REQUEST: Return every line of the records below verbatim, in their original order, and omit the pictures.

SUPPLIED DATA:
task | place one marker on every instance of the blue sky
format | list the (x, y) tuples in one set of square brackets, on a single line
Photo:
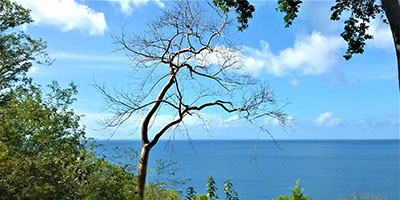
[(330, 98)]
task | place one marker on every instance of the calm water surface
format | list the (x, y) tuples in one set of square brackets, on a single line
[(262, 170)]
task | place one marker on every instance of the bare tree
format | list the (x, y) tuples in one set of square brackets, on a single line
[(185, 64)]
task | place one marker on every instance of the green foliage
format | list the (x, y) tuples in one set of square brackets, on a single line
[(190, 194), (297, 194), (17, 50), (229, 191), (291, 8), (201, 197), (242, 7), (211, 189), (42, 155), (361, 13), (40, 145)]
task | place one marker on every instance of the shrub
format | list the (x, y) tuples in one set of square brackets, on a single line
[(297, 194)]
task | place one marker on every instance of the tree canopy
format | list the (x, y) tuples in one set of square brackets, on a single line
[(18, 51)]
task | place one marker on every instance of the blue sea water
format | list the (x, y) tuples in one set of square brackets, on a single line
[(260, 170)]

SOLUTION:
task | place one marker on every instance of the blue sky
format | list the (x, y) tuples in one set of square brackets, on a single line
Photo:
[(330, 98)]
task | place one marker on every instance of the calm water surface
format | list the (x, y) tuples in one set of square brackets, on a single line
[(262, 170)]
task | place one marker on every instance of the bare tree
format | list the (x, y) tuples in one set of square brackets, on a single line
[(185, 64)]
task | place one marker on every instance of the green foliage
format | list the (x, y) tuples in one set of square brackets, on a single line
[(190, 194), (297, 194), (17, 50), (229, 191), (291, 8), (201, 197), (242, 7), (211, 189), (42, 155), (361, 13), (40, 145)]
task | place one marker on every instance of the shrub
format | list the (x, y) tuples in one set of square brackets, on a single line
[(297, 194)]
task | place one marker on every instance of the tree canopy
format | list the (x, y) tuples in one set of square brackets, on a single line
[(18, 51)]
task | place one marker on every instance of the blue sea water
format | list the (x, y) tuples in one set of square brackets, on a single line
[(260, 170)]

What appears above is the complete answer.